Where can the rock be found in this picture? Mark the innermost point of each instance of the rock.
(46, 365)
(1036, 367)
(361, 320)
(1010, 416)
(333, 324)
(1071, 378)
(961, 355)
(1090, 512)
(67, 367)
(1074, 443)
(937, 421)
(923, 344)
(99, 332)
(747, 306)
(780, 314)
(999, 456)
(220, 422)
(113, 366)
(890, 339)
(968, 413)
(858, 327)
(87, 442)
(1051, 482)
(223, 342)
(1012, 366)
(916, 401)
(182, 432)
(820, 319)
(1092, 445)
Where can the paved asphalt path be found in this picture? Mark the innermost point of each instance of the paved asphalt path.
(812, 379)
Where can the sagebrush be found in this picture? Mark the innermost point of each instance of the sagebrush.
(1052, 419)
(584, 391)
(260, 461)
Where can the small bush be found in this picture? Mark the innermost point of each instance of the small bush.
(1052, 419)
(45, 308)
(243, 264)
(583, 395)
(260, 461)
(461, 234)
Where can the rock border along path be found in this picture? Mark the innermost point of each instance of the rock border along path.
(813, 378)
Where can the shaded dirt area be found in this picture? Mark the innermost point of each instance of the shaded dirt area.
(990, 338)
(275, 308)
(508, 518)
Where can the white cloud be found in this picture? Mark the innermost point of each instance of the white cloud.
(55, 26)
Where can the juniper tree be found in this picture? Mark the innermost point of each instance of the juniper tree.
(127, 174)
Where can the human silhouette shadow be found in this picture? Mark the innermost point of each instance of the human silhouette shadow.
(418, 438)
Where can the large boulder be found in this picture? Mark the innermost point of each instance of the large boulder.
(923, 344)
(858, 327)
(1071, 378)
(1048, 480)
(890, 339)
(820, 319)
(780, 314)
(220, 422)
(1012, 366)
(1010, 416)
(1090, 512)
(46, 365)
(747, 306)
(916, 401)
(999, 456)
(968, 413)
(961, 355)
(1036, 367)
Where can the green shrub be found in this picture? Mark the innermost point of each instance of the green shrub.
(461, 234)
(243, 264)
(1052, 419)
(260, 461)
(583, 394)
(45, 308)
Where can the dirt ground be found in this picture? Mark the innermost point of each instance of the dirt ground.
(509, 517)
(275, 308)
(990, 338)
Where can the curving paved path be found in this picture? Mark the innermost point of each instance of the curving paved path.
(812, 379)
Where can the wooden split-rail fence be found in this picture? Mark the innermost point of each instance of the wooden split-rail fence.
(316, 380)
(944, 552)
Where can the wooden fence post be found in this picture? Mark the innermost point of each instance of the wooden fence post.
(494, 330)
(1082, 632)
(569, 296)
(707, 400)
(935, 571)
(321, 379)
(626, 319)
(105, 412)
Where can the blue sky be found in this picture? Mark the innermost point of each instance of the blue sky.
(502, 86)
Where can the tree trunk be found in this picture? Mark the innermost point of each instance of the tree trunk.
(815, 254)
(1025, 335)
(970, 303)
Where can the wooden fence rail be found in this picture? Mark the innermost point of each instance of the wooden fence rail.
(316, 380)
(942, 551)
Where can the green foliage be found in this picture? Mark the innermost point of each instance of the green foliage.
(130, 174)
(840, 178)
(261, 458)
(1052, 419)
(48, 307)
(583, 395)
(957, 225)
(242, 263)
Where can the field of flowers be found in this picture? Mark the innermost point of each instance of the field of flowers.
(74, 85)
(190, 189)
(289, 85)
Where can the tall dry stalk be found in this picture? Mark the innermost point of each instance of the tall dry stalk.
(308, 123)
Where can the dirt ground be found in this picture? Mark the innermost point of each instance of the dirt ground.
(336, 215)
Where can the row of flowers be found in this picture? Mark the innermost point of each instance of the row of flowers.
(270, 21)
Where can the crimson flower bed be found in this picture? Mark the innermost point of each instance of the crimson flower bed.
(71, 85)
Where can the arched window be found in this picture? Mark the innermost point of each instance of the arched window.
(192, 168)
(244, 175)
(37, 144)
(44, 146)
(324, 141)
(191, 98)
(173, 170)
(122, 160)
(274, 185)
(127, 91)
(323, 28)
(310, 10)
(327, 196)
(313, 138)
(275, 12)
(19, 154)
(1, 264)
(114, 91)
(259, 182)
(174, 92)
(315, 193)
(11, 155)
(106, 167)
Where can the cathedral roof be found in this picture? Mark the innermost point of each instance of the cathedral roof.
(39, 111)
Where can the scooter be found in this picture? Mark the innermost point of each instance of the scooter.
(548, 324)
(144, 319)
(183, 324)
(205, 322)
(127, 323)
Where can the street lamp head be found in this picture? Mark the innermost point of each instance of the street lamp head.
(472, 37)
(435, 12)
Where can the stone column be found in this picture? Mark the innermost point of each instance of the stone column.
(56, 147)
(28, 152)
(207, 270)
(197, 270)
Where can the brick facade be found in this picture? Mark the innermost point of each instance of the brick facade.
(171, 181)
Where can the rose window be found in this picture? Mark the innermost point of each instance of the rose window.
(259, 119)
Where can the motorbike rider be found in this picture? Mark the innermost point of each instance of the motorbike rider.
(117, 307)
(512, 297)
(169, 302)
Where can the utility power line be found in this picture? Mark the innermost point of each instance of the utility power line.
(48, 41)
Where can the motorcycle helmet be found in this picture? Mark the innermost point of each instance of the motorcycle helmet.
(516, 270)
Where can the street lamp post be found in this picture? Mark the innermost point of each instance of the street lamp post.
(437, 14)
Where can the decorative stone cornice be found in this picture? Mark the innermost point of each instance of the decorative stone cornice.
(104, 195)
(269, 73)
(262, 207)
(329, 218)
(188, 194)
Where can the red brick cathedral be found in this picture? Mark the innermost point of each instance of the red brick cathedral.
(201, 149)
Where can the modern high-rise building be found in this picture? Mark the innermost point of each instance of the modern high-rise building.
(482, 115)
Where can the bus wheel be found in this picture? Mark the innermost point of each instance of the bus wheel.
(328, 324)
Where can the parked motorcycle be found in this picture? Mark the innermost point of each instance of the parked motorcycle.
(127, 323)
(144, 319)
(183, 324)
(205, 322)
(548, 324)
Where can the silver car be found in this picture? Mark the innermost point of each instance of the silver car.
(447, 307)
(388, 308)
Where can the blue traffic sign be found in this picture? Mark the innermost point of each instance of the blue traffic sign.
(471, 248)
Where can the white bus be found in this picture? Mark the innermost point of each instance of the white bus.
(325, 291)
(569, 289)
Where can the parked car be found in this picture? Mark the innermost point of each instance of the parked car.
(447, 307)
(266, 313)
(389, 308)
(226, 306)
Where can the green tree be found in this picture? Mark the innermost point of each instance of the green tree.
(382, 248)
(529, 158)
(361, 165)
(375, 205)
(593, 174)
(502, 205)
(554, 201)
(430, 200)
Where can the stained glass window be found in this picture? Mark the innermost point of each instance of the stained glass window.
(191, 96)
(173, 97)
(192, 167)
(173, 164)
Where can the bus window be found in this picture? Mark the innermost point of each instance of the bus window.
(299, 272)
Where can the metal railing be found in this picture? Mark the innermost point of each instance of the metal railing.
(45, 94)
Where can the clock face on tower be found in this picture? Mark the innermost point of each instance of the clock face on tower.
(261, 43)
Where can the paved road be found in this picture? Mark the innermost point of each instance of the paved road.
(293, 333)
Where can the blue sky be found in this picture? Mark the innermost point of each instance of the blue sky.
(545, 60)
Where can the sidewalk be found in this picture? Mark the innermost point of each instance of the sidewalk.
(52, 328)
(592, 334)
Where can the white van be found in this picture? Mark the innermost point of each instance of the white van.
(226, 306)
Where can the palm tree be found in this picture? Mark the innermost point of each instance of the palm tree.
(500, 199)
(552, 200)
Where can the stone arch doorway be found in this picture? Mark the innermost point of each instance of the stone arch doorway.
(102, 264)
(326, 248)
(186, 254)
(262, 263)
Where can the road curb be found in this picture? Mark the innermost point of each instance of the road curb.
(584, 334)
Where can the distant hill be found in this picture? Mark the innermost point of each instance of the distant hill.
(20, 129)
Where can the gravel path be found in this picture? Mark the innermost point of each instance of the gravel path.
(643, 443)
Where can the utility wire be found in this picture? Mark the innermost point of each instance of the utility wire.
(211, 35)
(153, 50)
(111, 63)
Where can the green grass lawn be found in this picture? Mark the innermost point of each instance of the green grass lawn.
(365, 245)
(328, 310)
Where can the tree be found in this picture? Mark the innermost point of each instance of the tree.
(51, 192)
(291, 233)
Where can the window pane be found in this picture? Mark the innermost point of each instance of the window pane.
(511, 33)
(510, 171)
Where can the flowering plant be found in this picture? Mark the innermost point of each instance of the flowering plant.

----

→ Work to be completed
Write out, exactly as they appear, the lines from the one containing "Where can the green grass" through the last line of the records above, both included, and nothing more.

→ Result
Where can the green grass lawn be found in this picture? Mark the innermost point of each instance of the green grass lawn.
(365, 245)
(328, 310)
Where can the tree be found in this picture? Mark the innermost point of each instance of the tree.
(51, 192)
(291, 233)
Where can the window pane be found in this picture? Mark the innermost point of each instance of the window pane.
(511, 33)
(510, 171)
Where can the flowering plant be found in this picture? Mark the innermost point of each instance of the flowering plant.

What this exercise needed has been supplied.